FRAGMENTO DEL TEXTO:

Segundo, en efecto, los conflictos armados activos entre Estados-Nación habían disminuido considerablemente. Esto no implicaba que no hubiese un potencial para que ese tipo de conflictos armados estallaran (en sitios como Medio Oriente, Corea, Asia del Sur o Asia Pacífico, por ejemplo), o que esta clase de guerras hubiese desaparecido como lo demostraban los conflictos entre Armenia y Azerbaiyán, los bombardeos de Israel contra bases iraníes o varios más. Pero su frecuencia y dimensión no era la mayor preocupación de quienes analizaban y diseñaban estrategias respecto a temas de guerra. Las “small wars” (guerras pequeñas) eran, en cambio, el mayor foco de análisis.
Tercero, por tanto, documentos como los producidos por el Pentágono o la Casa Blanca, indicaban que las mayores amenazas a la seguridad nacional de Washington eran “ Al Qaeda ”, primero, e “ISIS”, posteriormente. Es decir, en el mundo había decenas de conflictos locales o regionales, étnicos, políticos, religiosos, tales como la guerra en Afganistán, Siria, Libia o Yemen, o bien, amenazas serias de organizaciones criminales o terroristas transnacionales, pero no se trataba, en su gran mayoría, de conflictos entre países, sino conflictos en donde intervenía uno o varios actores no-estatales que luchaban entre ellos, o luchaban contra uno o varios estados, muchos de los cuales armaban, apoyaban o combatían a favor de alguno de los actores en pugna. Y cuando un estado se involucraba, normalmente evitaba combatir contra el ejército de otro estado. Ese era el caso, por ejemplo, de Rusia y Turquía respaldando a actores rivales en Siria o Libia, sitios en los que sí llegó a haber incidentes aislados de choque entre ambas potencias, pero que fueron rápidamente neutralizados para evitar un conflicto mayor.

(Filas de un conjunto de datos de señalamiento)
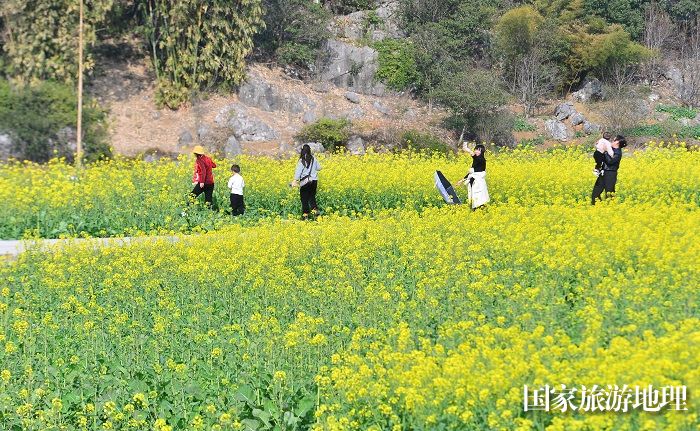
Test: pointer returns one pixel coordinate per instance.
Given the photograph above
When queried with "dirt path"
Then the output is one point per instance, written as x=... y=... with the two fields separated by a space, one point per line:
x=13 y=248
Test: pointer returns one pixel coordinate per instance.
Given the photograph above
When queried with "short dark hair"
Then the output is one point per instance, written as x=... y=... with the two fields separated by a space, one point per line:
x=621 y=141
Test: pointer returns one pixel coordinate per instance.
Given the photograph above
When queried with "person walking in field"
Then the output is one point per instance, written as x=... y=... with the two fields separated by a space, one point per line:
x=476 y=178
x=235 y=185
x=607 y=180
x=602 y=147
x=203 y=176
x=306 y=177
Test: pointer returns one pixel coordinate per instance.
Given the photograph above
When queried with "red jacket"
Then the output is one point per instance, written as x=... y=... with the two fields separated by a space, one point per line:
x=203 y=170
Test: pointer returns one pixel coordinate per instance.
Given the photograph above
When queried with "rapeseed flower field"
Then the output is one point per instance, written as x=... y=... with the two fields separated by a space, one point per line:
x=126 y=197
x=391 y=312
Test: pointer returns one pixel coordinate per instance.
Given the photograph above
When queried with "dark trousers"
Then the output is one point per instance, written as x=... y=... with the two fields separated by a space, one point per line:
x=599 y=159
x=604 y=182
x=237 y=205
x=308 y=197
x=208 y=191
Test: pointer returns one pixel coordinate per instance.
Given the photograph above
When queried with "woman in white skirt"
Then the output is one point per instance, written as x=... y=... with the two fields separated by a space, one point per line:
x=476 y=178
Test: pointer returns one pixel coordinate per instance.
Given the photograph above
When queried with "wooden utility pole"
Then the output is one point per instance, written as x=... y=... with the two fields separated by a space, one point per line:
x=79 y=138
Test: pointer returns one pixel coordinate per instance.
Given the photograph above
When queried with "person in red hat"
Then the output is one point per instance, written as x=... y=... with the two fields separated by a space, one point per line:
x=203 y=177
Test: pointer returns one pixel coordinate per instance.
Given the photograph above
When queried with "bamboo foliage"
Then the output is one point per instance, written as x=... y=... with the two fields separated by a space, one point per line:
x=198 y=44
x=41 y=37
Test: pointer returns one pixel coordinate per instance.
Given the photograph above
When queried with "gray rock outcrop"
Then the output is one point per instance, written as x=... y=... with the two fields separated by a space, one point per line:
x=356 y=145
x=590 y=128
x=351 y=67
x=564 y=111
x=232 y=148
x=352 y=97
x=592 y=89
x=557 y=130
x=258 y=93
x=244 y=125
x=354 y=114
x=7 y=146
x=309 y=117
x=577 y=118
x=185 y=140
x=381 y=108
x=316 y=147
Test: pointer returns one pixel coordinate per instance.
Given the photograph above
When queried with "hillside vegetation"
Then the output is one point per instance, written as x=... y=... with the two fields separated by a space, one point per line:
x=472 y=58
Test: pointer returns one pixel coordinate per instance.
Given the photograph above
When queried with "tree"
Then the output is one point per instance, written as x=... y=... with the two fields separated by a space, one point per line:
x=524 y=48
x=294 y=33
x=471 y=95
x=41 y=37
x=658 y=31
x=342 y=7
x=607 y=53
x=628 y=13
x=195 y=44
x=689 y=64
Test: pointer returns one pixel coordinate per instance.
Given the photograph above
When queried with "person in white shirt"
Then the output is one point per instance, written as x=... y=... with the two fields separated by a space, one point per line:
x=306 y=177
x=602 y=147
x=235 y=185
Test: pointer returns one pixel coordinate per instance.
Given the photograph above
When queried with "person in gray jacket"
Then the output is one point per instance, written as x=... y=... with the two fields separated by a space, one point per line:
x=306 y=177
x=608 y=178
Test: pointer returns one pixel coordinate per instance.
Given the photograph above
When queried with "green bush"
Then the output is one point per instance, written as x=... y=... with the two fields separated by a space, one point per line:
x=655 y=130
x=529 y=143
x=678 y=112
x=34 y=116
x=295 y=32
x=331 y=133
x=343 y=7
x=692 y=132
x=397 y=65
x=421 y=141
x=522 y=125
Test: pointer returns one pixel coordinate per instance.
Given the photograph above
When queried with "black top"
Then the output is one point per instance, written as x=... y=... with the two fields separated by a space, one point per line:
x=612 y=163
x=478 y=163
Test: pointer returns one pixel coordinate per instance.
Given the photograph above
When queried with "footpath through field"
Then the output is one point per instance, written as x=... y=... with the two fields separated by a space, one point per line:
x=13 y=248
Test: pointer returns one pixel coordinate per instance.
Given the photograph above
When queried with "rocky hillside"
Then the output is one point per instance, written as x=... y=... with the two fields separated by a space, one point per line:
x=274 y=104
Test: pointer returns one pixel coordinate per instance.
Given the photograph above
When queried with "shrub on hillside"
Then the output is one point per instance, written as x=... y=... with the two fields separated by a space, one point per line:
x=397 y=64
x=328 y=132
x=424 y=141
x=678 y=112
x=41 y=120
x=294 y=33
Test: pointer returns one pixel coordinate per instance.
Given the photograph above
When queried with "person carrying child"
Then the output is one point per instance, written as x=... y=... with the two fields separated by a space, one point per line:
x=607 y=181
x=476 y=178
x=602 y=147
x=203 y=176
x=236 y=185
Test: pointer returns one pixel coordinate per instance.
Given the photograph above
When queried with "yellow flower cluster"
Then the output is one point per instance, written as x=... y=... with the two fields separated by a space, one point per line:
x=406 y=320
x=133 y=197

REQUISITOS DEL EJERCICIO:
1. Según el fragmento, ¿qué dos organizaciones señalaban los documentos del Pentágono o la Casa Blanca como las mayores amenazas a la seguridad nacional de Washington?
2. Indica si cada afirmación concuerda con el fragmento y cita las palabras que lo deciden:
(a) Los conflictos armados activos entre Estados-Nación habían aumentado.
(b) Las "small wars" eran el mayor foco de análisis.
(c) Cuando un estado se involucraba, normalmente evitaba combatir contra el ejército de otro estado.
3. Reproduce el pasaje del fragmento entre "Segundo, en efecto, los" y "foco de análisis.", ambos incluidos.

RESULTADOS ESPERADOS:
1. Al Qaeda, primero, e ISIS, posteriormente.

2.
(a) No: "los conflictos armados activos entre Estados-Nación habían disminuido considerablemente".
(b) Sí: "Las “small wars” (guerras pequeñas) eran, en cambio, el mayor foco de análisis".
(c) Sí: "normalmente evitaba combatir contra el ejército de otro estado".

3.
Segundo, en efecto, los conflictos armados activos entre Estados-Nación habían disminuido considerablemente. Esto no implicaba que no hubiese un potencial para que ese tipo de conflictos armados estallaran (en sitios como Medio Oriente, Corea, Asia del Sur o Asia Pacífico, por ejemplo), o que esta clase de guerras hubiese desaparecido como lo demostraban los conflictos entre Armenia y Azerbaiyán, los bombardeos de Israel contra bases iraníes o varios más. Pero su frecuencia y dimensión no era la mayor preocupación de quienes analizaban y diseñaban estrategias respecto a temas de guerra. Las “small wars” (guerras pequeñas) eran, en cambio, el mayor foco de análisis.